● What you are asked to do: Your reply should be the entries, output word for word, with each picture omitted.

(Records from a collection)
- - - - -

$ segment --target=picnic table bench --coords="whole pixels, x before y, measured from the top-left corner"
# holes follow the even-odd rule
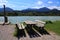
[[[19,29],[25,29],[25,26],[23,24],[17,24]]]

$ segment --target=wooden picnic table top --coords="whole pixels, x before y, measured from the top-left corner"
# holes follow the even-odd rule
[[[45,22],[39,21],[39,20],[36,20],[36,21],[25,21],[25,23],[26,24],[37,24],[37,23],[45,24]]]
[[[45,24],[46,22],[44,22],[44,21],[40,21],[40,20],[35,20],[36,22],[38,22],[38,23],[41,23],[41,24]]]
[[[45,26],[45,22],[43,22],[43,21],[25,21],[25,23],[30,24],[30,25],[35,24],[38,27],[44,27]]]

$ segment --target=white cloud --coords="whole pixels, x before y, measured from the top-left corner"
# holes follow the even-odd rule
[[[15,5],[11,4],[8,0],[0,0],[0,7],[3,7],[3,5],[6,5],[6,7],[15,7]]]
[[[50,4],[50,3],[53,3],[52,1],[48,1],[48,3]]]
[[[5,4],[5,5],[6,5],[6,4],[7,4],[7,2],[8,2],[7,0],[0,0],[0,5],[3,5],[3,4]]]
[[[32,8],[39,9],[39,8],[42,8],[42,7],[45,7],[45,6],[44,6],[44,5],[42,5],[42,6],[34,6],[34,7],[32,7]]]
[[[42,1],[37,1],[37,4],[41,5],[41,4],[43,4],[43,2]]]
[[[50,8],[50,9],[56,8],[56,9],[60,10],[60,7],[58,7],[58,6],[50,6],[50,7],[48,7],[48,8]]]
[[[39,9],[40,7],[39,7],[39,6],[34,6],[34,7],[32,7],[32,8],[36,8],[36,9]]]
[[[42,6],[34,6],[34,7],[32,7],[32,8],[37,8],[37,9],[39,9],[39,8],[42,8],[42,7],[45,7],[45,6],[44,6],[44,5],[42,5]],[[49,7],[47,7],[47,8],[49,8],[49,9],[54,9],[54,8],[56,8],[56,9],[60,10],[60,6],[49,6]]]
[[[6,3],[8,2],[7,0],[0,0],[1,3]]]

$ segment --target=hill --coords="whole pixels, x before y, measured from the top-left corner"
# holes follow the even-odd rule
[[[46,8],[46,7],[43,7],[43,8],[39,8],[39,9],[33,9],[33,8],[28,8],[28,9],[25,9],[25,10],[22,10],[22,12],[33,12],[33,11],[37,11],[37,12],[47,12],[47,11],[50,11],[50,9]]]
[[[9,8],[9,7],[6,7],[5,10],[6,10],[7,12],[13,11],[13,9],[11,9],[11,8]],[[0,12],[3,12],[3,11],[4,11],[4,8],[0,8]]]

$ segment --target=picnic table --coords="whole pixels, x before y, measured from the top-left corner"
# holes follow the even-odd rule
[[[24,26],[23,24],[17,24],[19,29],[25,29],[26,27],[29,29],[32,29],[32,27],[41,27],[44,28],[45,26],[45,22],[43,21],[25,21],[24,22],[26,24],[26,26]]]

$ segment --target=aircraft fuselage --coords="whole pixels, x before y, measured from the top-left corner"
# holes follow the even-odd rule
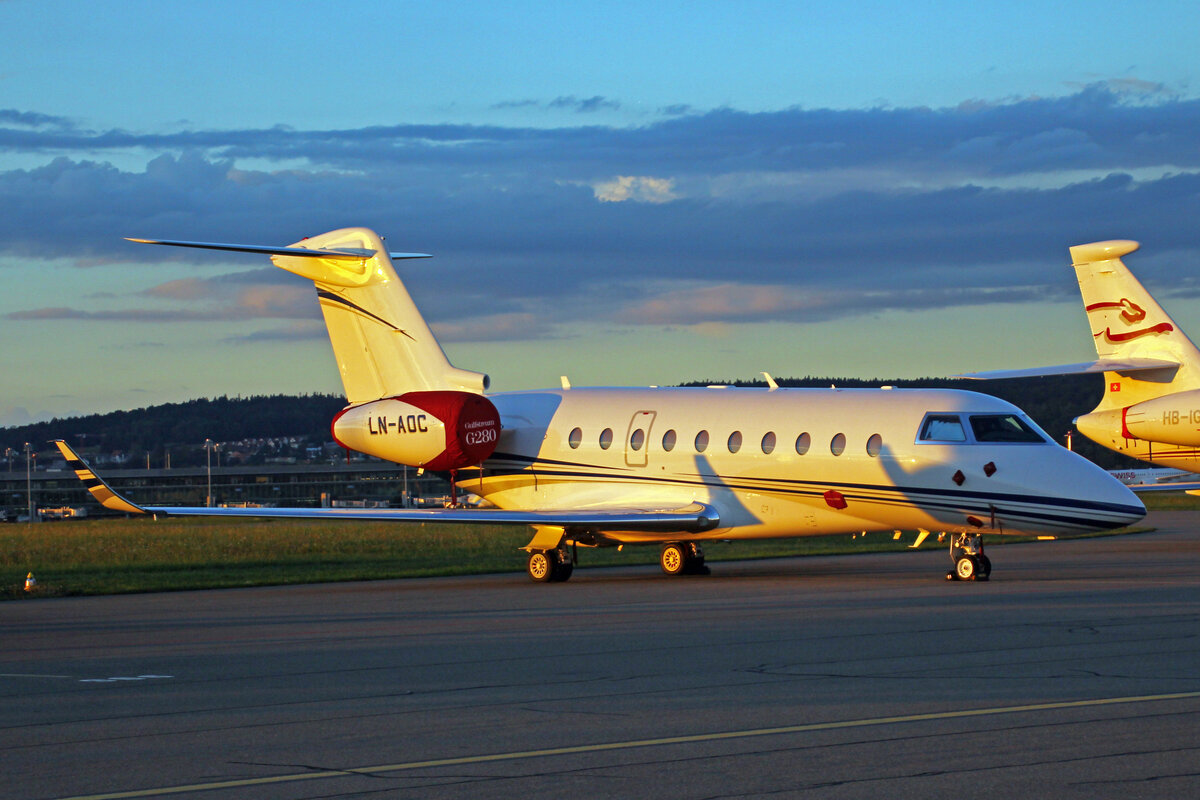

- - - - -

● Answer box:
$ segment --target=picnic table bench --coords="whole pixels, x before y, measured from the top-left corner"
# holes follow the even-odd rule
[[[19,29],[25,29],[25,26],[23,24],[17,24]]]

$ segment --target=wooden picnic table top --coords="whole pixels, x before y, measured from the top-left corner"
# holes follow the even-odd rule
[[[45,22],[39,21],[39,20],[36,20],[36,21],[25,21],[25,23],[26,24],[37,24],[37,23],[45,24]]]
[[[45,24],[46,22],[44,22],[44,21],[40,21],[40,20],[35,20],[36,22],[38,22],[38,23],[41,23],[41,24]]]
[[[45,26],[45,22],[43,22],[43,21],[25,21],[25,23],[30,24],[30,25],[35,24],[38,27],[44,27]]]

$ segment --target=white cloud --coords="whole pixels, x before y, measured from the top-left corner"
# holes follow the even-odd rule
[[[15,5],[11,4],[8,0],[0,0],[0,7],[3,7],[3,5],[6,5],[6,7],[15,7]]]
[[[50,4],[50,3],[53,3],[52,1],[48,1],[48,3]]]
[[[5,4],[5,5],[6,5],[6,4],[7,4],[7,2],[8,2],[7,0],[0,0],[0,5],[3,5],[3,4]]]
[[[32,8],[39,9],[39,8],[42,8],[42,7],[45,7],[45,6],[44,6],[44,5],[42,5],[42,6],[34,6],[34,7],[32,7]]]
[[[42,1],[37,1],[37,4],[41,5],[41,4],[43,4],[43,2]]]
[[[50,8],[50,9],[56,8],[56,9],[60,10],[60,7],[58,7],[58,6],[50,6],[50,7],[48,7],[48,8]]]
[[[39,9],[40,7],[39,7],[39,6],[34,6],[34,7],[32,7],[32,8],[36,8],[36,9]]]
[[[42,6],[34,6],[34,7],[32,7],[32,8],[37,8],[37,9],[39,9],[39,8],[42,8],[42,7],[45,7],[45,6],[44,6],[44,5],[42,5]],[[49,7],[47,7],[47,8],[49,8],[49,9],[54,9],[54,8],[56,8],[56,9],[60,10],[60,6],[49,6]]]
[[[6,3],[8,2],[7,0],[0,0],[1,3]]]

$ segment --target=hill --coords="whole pixels, x before y, measured from the top-left corner"
# holes follow the even-odd rule
[[[46,8],[46,7],[43,7],[43,8],[39,8],[39,9],[33,9],[33,8],[28,8],[28,9],[25,9],[25,10],[22,10],[22,12],[33,12],[33,11],[37,11],[37,12],[47,12],[47,11],[50,11],[50,9]]]
[[[9,8],[9,7],[6,7],[5,10],[6,10],[7,12],[13,11],[13,9],[11,9],[11,8]],[[0,12],[3,12],[3,11],[4,11],[4,8],[0,8]]]

$ segment --target=picnic table --coords="whole pixels, x before y, measured from the top-left corner"
# holes follow the even-odd rule
[[[24,26],[23,24],[17,24],[19,29],[25,29],[26,27],[29,29],[32,29],[32,27],[41,27],[44,28],[45,26],[45,22],[43,21],[25,21],[24,22],[26,24],[26,26]]]

$ segment --target=aircraft fuselage --coords="whole pixels, x before y, measured from the top-left corner"
# holes follow the even-odd rule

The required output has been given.